__Quoted passage__
--- BEGIN ---

# Pen scanner for Mac OS X



## sverremac (Aug 25, 2006)

I know about the Iris pen scanner that are avaiable at the Apple shop. But I am looking for one that is portable, one that does not need to be connected to the computer with USB as scanning, but can be connected for downloading. C pen has software for the old Mac OS, but not for OS X. I also know about the "Docupen" that scan whole pages, but that is not my need.

Has anyone found any good solution that works with Mac OS X, I would be glad to hear. Thank you! 

Sverremac
Norway


----------



## bobw (Aug 25, 2006)

C-Pen 10 has software for OS X;
http://www.cpen.com/Download/software_upgrades/m1


----------



## sverremac (Aug 25, 2006)

Thank you! 

  

 Can't understand I didn't see this. This must be new, I have searched C pen before, read answers on their site, and even asked them by mail.

--- END ---

__What to produce__
Answer these questions from the pen scanner thread:
1. Which pen scanner available at the Apple shop does sverremac mention?
2. Which C-Pen model does bobw say has software for OS X?
3. What three things does sverremac's last post say were done earlier to look into C pen?

__Excerpt from a dataset__
--- BEGIN ---

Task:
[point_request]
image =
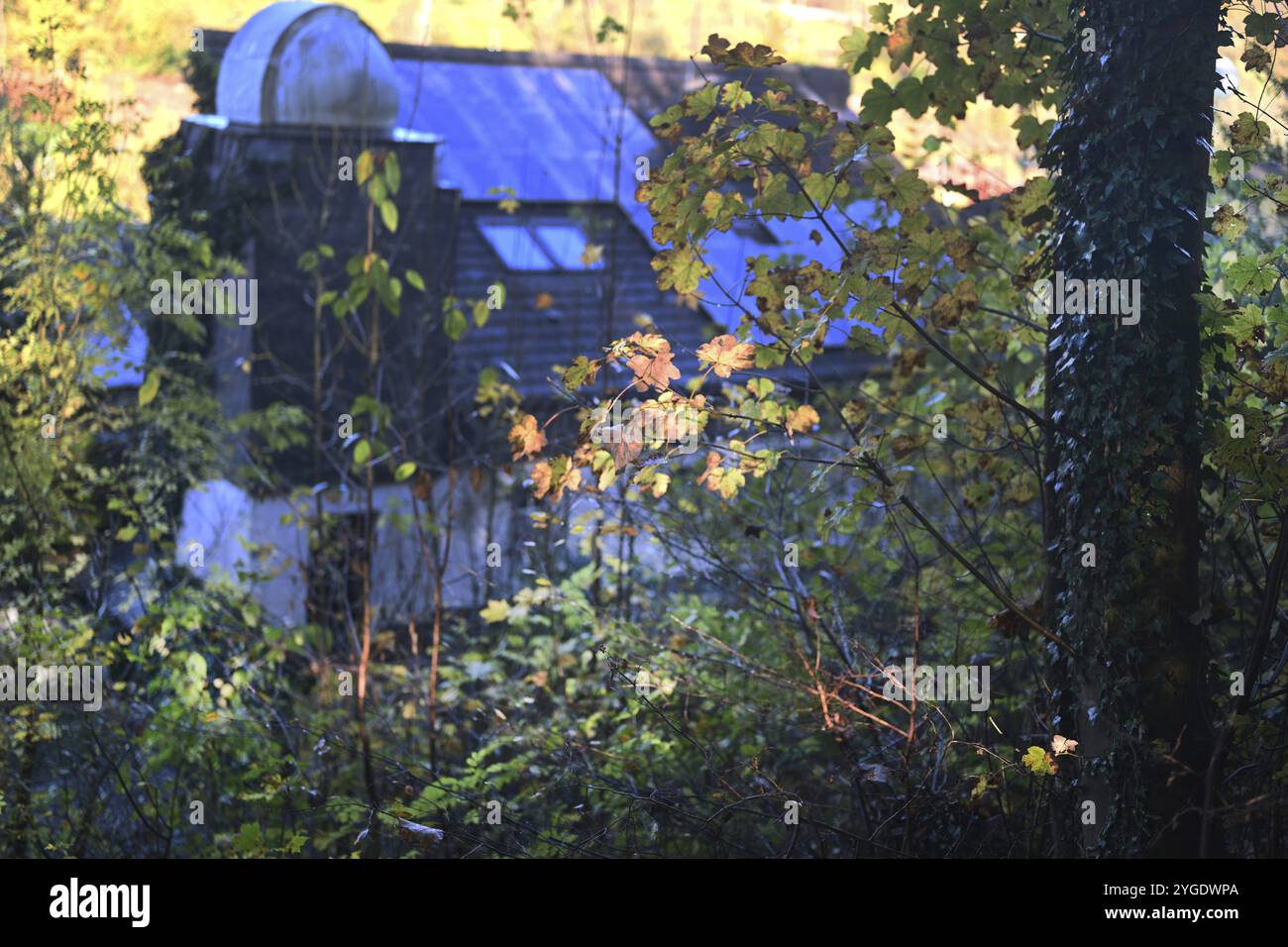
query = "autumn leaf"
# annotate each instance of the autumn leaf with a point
(583, 371)
(726, 355)
(802, 419)
(720, 479)
(1063, 745)
(554, 476)
(741, 55)
(527, 438)
(653, 367)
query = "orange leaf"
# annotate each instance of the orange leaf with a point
(726, 355)
(527, 438)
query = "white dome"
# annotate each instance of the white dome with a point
(307, 63)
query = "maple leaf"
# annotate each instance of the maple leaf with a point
(720, 479)
(653, 367)
(802, 419)
(623, 444)
(555, 476)
(527, 438)
(1039, 762)
(726, 355)
(581, 372)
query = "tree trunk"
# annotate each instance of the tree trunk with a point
(1131, 166)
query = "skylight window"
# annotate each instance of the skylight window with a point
(541, 245)
(566, 243)
(515, 245)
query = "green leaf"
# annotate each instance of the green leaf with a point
(455, 324)
(366, 166)
(150, 388)
(497, 609)
(393, 174)
(389, 215)
(1037, 761)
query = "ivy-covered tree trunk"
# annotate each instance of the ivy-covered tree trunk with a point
(1131, 162)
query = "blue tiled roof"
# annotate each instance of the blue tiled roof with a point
(549, 134)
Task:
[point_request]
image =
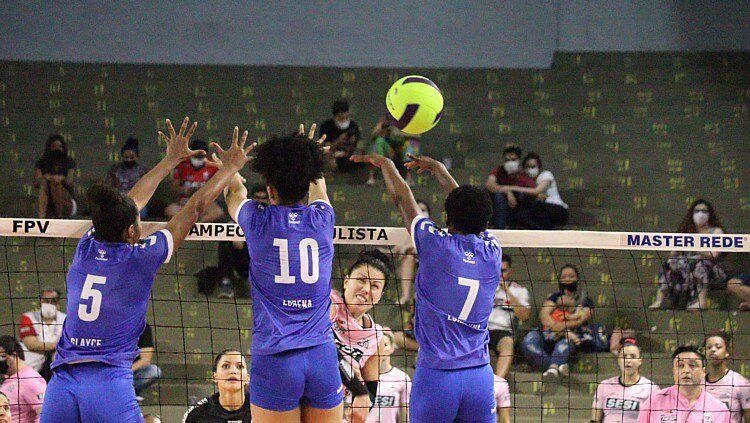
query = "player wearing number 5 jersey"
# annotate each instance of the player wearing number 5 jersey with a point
(294, 372)
(459, 271)
(108, 285)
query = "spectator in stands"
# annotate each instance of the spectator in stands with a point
(511, 303)
(234, 259)
(728, 386)
(407, 254)
(232, 402)
(619, 398)
(548, 210)
(54, 176)
(392, 400)
(685, 276)
(124, 174)
(23, 386)
(566, 329)
(739, 286)
(686, 400)
(389, 142)
(40, 330)
(507, 203)
(145, 373)
(502, 399)
(342, 134)
(5, 416)
(188, 177)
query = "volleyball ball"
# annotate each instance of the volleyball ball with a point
(414, 104)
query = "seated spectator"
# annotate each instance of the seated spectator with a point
(685, 276)
(389, 141)
(188, 177)
(40, 330)
(394, 388)
(54, 176)
(144, 372)
(407, 255)
(232, 402)
(548, 210)
(507, 203)
(739, 286)
(511, 303)
(124, 174)
(23, 386)
(566, 329)
(5, 416)
(342, 134)
(234, 259)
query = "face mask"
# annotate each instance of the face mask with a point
(196, 162)
(49, 310)
(343, 125)
(570, 287)
(511, 166)
(700, 218)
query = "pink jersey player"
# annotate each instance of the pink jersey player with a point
(734, 391)
(620, 403)
(668, 405)
(25, 391)
(393, 394)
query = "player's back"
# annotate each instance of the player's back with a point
(291, 253)
(108, 288)
(455, 289)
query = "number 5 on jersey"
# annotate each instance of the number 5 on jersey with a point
(308, 261)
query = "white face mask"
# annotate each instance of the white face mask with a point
(511, 166)
(49, 310)
(196, 162)
(343, 125)
(700, 217)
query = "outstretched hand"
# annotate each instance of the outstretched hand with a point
(178, 143)
(236, 156)
(424, 164)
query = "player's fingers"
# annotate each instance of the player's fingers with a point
(171, 129)
(191, 130)
(183, 127)
(311, 135)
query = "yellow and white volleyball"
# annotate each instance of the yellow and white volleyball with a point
(414, 104)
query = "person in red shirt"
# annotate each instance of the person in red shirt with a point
(506, 202)
(188, 177)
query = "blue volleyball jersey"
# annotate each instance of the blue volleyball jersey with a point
(108, 285)
(455, 289)
(291, 253)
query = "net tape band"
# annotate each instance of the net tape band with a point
(385, 236)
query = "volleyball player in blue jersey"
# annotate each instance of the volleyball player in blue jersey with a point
(459, 271)
(294, 372)
(108, 286)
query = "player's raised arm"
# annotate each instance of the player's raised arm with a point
(397, 188)
(436, 169)
(177, 151)
(233, 160)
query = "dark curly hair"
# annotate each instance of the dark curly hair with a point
(469, 209)
(112, 213)
(289, 164)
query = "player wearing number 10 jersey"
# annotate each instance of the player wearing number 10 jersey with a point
(294, 372)
(459, 271)
(108, 288)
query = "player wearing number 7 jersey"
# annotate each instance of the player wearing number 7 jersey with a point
(294, 372)
(108, 287)
(459, 271)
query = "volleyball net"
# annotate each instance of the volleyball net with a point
(619, 273)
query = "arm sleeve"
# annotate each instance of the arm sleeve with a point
(26, 327)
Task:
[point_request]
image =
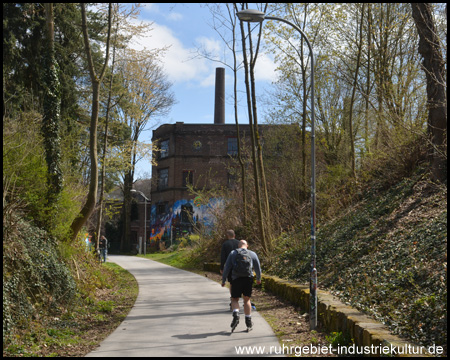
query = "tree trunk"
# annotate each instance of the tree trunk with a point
(434, 67)
(50, 120)
(89, 205)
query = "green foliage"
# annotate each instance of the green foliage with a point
(339, 339)
(35, 278)
(385, 255)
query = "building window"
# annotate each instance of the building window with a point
(231, 180)
(164, 149)
(163, 179)
(232, 146)
(161, 208)
(188, 177)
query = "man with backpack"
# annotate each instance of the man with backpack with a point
(242, 262)
(227, 247)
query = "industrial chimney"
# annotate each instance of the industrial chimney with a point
(219, 100)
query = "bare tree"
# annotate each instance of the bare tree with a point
(434, 67)
(96, 80)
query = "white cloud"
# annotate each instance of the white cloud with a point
(265, 68)
(177, 60)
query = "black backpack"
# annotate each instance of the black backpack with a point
(243, 264)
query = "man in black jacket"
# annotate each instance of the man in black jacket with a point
(227, 247)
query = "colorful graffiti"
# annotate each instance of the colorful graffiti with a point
(182, 218)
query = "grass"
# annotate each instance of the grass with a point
(80, 329)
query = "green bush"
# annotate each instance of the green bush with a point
(35, 278)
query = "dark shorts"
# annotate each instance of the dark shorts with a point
(229, 277)
(242, 286)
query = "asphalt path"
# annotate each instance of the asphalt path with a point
(179, 313)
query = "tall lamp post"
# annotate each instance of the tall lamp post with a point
(145, 216)
(252, 15)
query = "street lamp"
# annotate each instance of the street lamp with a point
(251, 15)
(145, 216)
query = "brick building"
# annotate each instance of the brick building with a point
(197, 154)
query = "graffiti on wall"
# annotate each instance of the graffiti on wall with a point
(181, 218)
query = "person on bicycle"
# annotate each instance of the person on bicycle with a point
(103, 246)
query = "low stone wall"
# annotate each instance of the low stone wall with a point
(335, 316)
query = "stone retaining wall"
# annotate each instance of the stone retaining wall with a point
(335, 316)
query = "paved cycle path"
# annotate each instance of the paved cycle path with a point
(179, 313)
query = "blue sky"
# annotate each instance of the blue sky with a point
(185, 28)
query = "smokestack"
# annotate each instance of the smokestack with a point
(219, 100)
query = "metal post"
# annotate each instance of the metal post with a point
(251, 15)
(145, 227)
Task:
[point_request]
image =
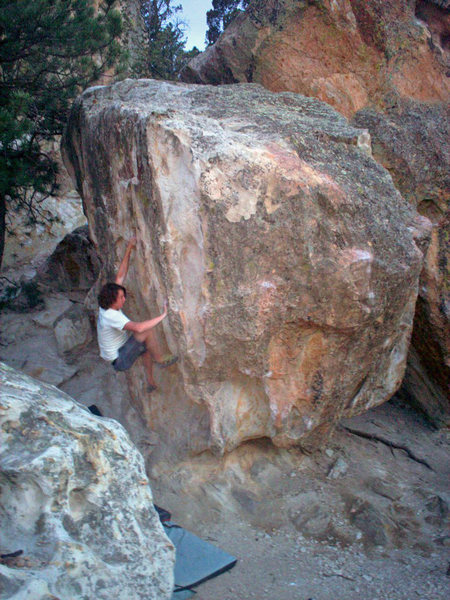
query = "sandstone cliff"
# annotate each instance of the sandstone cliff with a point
(76, 501)
(345, 52)
(290, 260)
(386, 63)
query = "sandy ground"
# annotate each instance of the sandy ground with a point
(398, 550)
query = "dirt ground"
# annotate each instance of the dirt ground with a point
(364, 518)
(377, 531)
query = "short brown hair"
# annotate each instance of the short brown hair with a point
(108, 294)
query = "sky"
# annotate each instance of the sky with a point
(194, 13)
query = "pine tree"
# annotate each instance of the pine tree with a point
(222, 13)
(50, 50)
(166, 40)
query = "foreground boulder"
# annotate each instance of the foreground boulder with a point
(75, 501)
(412, 140)
(289, 258)
(385, 62)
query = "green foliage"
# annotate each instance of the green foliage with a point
(222, 13)
(49, 51)
(166, 55)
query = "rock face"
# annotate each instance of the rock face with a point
(412, 140)
(73, 265)
(386, 63)
(344, 52)
(289, 258)
(76, 500)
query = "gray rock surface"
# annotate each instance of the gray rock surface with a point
(76, 500)
(74, 264)
(73, 330)
(290, 261)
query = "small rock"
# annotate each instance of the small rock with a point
(339, 469)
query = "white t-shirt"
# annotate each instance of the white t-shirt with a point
(110, 333)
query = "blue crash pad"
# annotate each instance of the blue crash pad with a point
(196, 560)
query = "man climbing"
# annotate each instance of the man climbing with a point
(122, 341)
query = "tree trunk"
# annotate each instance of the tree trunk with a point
(2, 226)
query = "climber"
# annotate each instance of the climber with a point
(122, 341)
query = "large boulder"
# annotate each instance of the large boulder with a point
(290, 260)
(412, 140)
(385, 62)
(75, 501)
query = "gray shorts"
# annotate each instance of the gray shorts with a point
(128, 353)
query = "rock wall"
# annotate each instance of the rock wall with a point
(385, 63)
(412, 140)
(76, 501)
(345, 52)
(290, 260)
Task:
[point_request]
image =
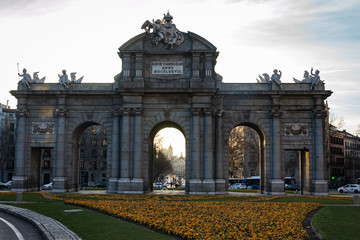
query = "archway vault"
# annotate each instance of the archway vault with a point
(178, 86)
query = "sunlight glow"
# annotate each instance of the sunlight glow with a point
(175, 138)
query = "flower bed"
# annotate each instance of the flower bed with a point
(207, 217)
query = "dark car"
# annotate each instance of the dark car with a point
(101, 185)
(2, 185)
(292, 187)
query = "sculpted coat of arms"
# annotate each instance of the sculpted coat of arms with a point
(164, 31)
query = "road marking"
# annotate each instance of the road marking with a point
(17, 232)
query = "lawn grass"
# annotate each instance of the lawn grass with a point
(88, 224)
(324, 200)
(334, 222)
(338, 222)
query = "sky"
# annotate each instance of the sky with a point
(251, 36)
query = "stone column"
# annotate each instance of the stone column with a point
(19, 179)
(126, 66)
(139, 67)
(115, 145)
(277, 184)
(319, 182)
(60, 179)
(208, 182)
(137, 181)
(220, 181)
(124, 181)
(208, 65)
(195, 181)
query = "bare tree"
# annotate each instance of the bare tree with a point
(236, 151)
(336, 120)
(358, 130)
(5, 148)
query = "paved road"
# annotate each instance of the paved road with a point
(12, 228)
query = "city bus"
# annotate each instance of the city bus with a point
(235, 180)
(252, 182)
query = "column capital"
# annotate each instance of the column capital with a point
(138, 111)
(276, 113)
(196, 111)
(318, 112)
(219, 112)
(21, 113)
(208, 111)
(116, 113)
(60, 112)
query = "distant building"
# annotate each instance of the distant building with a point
(178, 166)
(7, 142)
(337, 161)
(352, 157)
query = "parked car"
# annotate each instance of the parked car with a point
(8, 184)
(2, 185)
(350, 188)
(238, 186)
(292, 187)
(47, 186)
(101, 185)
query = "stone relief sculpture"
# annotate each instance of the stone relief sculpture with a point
(312, 78)
(43, 127)
(64, 79)
(27, 80)
(274, 78)
(164, 31)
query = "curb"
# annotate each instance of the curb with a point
(49, 228)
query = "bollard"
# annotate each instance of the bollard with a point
(356, 200)
(19, 197)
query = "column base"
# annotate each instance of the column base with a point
(208, 186)
(124, 185)
(59, 184)
(320, 188)
(19, 184)
(195, 186)
(277, 187)
(220, 186)
(113, 185)
(137, 185)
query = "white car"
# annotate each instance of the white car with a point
(350, 188)
(47, 186)
(238, 186)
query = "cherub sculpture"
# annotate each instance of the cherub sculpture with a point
(312, 78)
(73, 78)
(26, 80)
(63, 79)
(164, 31)
(274, 78)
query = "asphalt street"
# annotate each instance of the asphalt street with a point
(12, 228)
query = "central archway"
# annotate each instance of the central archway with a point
(154, 131)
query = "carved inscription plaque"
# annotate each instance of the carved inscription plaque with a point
(43, 127)
(296, 129)
(167, 67)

--- END ---

__In response__
1. The Iris pen scanner.
2. C-Pen 10.
3. Searching C pen, reading answers on their site, and asking them by mail.